-- Dataset records start --

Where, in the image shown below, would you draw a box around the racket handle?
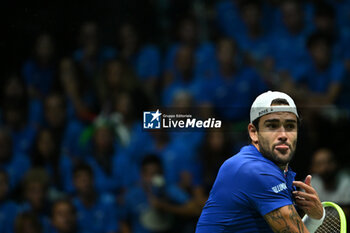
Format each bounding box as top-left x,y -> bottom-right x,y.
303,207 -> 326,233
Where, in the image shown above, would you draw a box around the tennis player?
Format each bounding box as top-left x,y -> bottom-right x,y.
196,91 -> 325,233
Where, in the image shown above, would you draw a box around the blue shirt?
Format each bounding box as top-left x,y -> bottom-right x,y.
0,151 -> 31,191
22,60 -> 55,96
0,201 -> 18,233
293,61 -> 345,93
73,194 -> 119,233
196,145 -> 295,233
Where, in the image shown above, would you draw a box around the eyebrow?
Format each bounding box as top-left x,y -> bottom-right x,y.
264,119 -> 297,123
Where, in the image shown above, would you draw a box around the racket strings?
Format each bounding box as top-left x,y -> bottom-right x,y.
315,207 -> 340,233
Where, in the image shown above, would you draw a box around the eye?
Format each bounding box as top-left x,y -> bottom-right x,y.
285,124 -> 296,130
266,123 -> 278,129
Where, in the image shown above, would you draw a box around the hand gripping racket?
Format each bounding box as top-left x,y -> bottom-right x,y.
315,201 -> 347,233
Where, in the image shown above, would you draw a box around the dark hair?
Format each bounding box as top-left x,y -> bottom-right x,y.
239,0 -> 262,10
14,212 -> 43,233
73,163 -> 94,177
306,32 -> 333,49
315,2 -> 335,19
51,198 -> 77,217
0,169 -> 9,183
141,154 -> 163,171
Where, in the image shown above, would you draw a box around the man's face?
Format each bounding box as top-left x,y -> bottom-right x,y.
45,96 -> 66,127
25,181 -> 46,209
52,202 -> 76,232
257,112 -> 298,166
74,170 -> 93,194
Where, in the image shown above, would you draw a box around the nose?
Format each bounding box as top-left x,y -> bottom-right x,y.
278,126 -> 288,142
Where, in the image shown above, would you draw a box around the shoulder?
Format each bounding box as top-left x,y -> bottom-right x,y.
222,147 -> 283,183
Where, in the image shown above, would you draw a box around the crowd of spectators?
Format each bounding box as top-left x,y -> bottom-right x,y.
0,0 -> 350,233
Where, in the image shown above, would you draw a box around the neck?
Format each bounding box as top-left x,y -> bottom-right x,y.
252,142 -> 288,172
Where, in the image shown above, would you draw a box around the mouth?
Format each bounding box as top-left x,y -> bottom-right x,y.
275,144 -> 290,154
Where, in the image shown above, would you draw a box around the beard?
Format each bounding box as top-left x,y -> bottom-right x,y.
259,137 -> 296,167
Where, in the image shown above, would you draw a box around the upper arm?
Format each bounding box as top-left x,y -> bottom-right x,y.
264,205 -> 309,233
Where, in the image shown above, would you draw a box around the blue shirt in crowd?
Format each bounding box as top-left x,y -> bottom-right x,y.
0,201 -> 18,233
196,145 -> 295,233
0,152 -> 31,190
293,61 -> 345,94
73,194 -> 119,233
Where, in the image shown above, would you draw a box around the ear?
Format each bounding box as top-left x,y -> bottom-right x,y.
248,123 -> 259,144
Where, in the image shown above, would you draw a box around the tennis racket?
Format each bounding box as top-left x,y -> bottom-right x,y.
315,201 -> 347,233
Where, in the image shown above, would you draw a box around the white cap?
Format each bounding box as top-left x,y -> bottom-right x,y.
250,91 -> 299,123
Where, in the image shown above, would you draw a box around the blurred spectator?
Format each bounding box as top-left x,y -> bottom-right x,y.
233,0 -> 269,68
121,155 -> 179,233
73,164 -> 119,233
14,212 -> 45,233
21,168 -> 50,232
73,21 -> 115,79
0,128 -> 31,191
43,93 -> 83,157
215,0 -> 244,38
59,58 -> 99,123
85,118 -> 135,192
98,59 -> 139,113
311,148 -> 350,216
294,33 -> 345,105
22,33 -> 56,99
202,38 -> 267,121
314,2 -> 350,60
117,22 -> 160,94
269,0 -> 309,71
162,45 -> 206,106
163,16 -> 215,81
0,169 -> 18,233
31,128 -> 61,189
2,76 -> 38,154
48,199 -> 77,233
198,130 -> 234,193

-- Dataset records end --
-- Dataset records start --

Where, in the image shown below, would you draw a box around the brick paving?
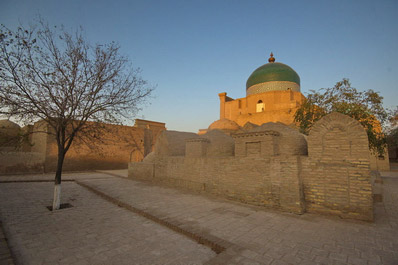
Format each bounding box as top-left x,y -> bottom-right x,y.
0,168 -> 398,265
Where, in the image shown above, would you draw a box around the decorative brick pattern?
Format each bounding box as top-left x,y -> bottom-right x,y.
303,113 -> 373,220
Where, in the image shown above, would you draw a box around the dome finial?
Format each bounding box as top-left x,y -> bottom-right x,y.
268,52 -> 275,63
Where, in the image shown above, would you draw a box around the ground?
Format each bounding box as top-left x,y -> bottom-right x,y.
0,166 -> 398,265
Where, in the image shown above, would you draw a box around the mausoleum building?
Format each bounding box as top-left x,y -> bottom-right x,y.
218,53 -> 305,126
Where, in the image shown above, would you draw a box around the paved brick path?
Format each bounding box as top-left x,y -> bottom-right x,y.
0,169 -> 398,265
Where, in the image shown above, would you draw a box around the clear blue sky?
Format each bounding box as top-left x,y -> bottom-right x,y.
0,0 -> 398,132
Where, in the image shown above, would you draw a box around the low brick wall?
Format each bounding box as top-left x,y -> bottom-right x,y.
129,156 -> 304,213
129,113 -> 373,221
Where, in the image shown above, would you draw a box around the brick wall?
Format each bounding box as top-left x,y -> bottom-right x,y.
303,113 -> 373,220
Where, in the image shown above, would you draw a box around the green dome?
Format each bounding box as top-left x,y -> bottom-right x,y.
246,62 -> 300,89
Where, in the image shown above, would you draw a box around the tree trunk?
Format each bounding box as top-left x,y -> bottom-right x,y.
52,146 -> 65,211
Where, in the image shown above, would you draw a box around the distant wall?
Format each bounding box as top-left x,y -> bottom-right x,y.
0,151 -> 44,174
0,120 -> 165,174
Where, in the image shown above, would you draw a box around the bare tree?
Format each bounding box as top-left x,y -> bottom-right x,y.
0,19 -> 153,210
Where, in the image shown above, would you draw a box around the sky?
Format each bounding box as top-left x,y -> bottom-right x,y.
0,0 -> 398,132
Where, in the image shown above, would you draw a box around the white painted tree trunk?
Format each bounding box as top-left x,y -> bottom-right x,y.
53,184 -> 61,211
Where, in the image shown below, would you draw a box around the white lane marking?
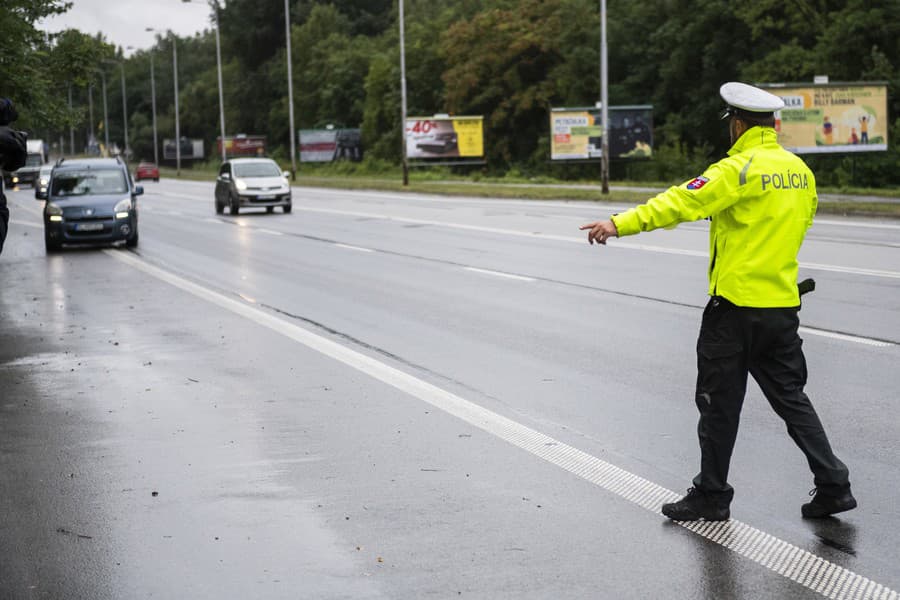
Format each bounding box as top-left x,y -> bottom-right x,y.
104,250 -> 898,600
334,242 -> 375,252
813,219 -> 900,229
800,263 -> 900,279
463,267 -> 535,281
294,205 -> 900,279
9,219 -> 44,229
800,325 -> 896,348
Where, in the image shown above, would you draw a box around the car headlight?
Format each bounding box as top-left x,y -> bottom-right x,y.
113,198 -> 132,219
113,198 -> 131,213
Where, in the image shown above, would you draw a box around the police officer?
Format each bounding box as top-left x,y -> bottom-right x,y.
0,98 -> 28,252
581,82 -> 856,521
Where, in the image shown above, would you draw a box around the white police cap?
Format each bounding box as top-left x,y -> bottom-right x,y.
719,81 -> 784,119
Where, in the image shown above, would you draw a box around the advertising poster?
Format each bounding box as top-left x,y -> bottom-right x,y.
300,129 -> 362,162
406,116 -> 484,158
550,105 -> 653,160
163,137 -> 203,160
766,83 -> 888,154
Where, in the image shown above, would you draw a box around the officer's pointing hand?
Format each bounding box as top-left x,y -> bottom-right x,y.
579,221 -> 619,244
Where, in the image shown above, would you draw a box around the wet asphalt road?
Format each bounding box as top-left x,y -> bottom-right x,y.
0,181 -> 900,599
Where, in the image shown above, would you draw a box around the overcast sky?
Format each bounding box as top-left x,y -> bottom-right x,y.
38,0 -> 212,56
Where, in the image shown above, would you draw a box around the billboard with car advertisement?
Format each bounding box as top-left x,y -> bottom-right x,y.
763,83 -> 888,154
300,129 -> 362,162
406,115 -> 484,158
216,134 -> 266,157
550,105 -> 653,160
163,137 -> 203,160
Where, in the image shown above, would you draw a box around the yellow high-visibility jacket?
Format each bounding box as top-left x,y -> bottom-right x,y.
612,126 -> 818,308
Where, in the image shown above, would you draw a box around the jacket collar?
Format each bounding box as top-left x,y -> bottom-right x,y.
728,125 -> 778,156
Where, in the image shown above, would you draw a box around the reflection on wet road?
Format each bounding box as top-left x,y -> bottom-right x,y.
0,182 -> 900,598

-- Dataset records end --
-- Dataset records start --

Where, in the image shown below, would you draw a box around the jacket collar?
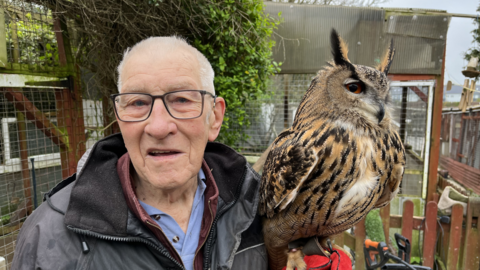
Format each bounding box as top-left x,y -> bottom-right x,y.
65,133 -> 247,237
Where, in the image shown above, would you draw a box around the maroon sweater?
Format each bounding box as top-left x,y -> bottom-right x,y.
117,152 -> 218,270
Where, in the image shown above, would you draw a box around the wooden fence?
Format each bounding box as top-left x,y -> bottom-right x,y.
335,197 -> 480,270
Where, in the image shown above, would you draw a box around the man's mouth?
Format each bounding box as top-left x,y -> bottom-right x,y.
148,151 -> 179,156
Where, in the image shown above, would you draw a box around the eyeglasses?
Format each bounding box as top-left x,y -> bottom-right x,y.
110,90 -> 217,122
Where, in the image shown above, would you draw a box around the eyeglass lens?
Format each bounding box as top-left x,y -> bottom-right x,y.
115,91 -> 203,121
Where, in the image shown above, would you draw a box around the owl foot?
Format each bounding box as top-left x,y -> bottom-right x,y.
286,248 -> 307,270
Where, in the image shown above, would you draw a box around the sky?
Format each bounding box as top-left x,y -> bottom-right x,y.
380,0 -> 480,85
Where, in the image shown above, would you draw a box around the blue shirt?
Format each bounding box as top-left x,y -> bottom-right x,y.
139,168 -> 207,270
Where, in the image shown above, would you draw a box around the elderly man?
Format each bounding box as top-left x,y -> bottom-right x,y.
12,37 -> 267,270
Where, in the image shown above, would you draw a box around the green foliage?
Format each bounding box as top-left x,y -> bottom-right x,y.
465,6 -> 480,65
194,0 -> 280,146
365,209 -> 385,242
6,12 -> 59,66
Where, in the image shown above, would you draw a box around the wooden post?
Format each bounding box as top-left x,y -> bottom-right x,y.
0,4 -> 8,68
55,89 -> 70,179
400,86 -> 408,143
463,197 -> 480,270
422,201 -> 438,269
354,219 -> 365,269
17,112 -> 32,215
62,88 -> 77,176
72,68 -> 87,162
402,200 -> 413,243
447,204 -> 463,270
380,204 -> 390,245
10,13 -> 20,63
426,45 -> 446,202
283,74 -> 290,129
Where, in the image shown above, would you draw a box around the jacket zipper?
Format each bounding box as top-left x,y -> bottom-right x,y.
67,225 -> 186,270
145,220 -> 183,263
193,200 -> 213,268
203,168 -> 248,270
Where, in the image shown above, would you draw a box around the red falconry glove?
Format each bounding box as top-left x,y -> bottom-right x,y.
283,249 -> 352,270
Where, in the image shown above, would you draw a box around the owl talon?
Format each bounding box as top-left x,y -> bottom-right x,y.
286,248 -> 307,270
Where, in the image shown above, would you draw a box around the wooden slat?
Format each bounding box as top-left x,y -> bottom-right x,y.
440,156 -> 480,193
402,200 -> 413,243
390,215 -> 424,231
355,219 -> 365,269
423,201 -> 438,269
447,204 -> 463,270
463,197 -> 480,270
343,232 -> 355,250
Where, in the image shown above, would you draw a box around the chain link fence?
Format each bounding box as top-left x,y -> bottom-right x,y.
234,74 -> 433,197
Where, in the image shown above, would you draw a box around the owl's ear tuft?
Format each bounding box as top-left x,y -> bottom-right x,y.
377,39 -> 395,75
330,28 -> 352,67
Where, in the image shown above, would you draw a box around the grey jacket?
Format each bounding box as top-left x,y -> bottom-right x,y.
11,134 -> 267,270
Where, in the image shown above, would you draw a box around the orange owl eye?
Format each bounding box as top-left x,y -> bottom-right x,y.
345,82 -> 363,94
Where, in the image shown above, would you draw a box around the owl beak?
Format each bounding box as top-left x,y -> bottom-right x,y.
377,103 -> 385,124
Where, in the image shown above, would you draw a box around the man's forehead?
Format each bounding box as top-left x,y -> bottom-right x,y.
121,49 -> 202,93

-- Dataset records end --

Print the lines of the listing from the line containing "the jacket zipper?" up to and including the line containing "283,249 -> 352,270", reproducing each one verbatim.

Where, in the image shown above, would you draw a box around the jacket zipper?
Format each bounding box as top-left x,y -> bottom-right x,y.
67,225 -> 186,270
145,220 -> 183,263
193,200 -> 213,268
203,168 -> 248,270
Where, in the image shown above, would you draw a box around the red falconry glove?
Format each bounding box as top-left x,y -> bottom-right x,y.
283,249 -> 352,270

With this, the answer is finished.